_YOUR ASSIGNMENT:_
In total, how many lines of the data contain the word "below"? Only that number is wanted.

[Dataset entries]
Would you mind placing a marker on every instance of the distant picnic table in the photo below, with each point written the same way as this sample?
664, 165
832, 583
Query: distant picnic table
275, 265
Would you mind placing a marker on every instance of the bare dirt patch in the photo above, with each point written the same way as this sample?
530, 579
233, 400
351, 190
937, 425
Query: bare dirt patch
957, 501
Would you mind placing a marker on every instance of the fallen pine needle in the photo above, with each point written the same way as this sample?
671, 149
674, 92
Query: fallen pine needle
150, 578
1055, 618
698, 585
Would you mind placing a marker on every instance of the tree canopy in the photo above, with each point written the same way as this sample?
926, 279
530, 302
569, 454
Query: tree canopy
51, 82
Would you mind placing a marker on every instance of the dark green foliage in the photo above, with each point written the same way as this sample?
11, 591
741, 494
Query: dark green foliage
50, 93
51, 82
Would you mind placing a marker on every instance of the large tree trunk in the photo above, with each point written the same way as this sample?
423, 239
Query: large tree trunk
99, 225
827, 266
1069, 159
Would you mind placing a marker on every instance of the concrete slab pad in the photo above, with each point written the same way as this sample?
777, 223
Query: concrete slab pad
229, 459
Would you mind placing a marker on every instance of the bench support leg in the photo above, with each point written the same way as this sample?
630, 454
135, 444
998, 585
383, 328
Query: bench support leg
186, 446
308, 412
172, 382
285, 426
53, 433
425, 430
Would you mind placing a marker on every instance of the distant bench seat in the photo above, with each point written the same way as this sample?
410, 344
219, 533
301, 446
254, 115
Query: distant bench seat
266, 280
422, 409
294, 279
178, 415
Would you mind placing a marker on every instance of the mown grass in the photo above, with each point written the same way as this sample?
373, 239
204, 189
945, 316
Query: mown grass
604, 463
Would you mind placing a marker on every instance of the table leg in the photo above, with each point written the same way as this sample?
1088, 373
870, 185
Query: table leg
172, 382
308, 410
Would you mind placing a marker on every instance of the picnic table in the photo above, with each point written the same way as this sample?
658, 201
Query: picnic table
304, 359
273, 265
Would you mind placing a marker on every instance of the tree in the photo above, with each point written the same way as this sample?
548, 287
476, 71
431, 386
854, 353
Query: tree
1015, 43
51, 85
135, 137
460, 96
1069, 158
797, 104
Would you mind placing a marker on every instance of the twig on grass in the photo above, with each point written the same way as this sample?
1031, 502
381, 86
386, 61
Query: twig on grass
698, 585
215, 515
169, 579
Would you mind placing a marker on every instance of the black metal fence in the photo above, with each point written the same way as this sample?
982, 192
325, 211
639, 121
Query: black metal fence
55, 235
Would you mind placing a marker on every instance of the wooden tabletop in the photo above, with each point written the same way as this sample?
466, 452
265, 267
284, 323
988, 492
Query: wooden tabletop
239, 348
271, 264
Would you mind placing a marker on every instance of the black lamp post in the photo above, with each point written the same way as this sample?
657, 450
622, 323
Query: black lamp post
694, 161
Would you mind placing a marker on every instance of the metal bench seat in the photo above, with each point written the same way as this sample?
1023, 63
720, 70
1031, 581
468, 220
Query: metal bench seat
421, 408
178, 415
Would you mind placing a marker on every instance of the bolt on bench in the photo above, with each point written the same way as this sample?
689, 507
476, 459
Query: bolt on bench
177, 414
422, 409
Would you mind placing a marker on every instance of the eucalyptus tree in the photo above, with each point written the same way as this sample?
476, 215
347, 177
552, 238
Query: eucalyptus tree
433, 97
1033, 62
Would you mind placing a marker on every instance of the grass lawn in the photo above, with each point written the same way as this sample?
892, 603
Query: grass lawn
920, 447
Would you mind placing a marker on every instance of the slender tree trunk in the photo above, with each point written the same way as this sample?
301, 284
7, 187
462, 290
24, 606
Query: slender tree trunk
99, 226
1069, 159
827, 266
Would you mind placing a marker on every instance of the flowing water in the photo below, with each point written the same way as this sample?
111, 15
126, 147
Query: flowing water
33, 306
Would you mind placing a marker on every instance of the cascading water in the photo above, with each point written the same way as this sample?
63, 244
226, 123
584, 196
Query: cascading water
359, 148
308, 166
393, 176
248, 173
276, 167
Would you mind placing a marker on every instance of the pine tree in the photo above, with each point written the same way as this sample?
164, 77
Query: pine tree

_COMPLETED TASK:_
2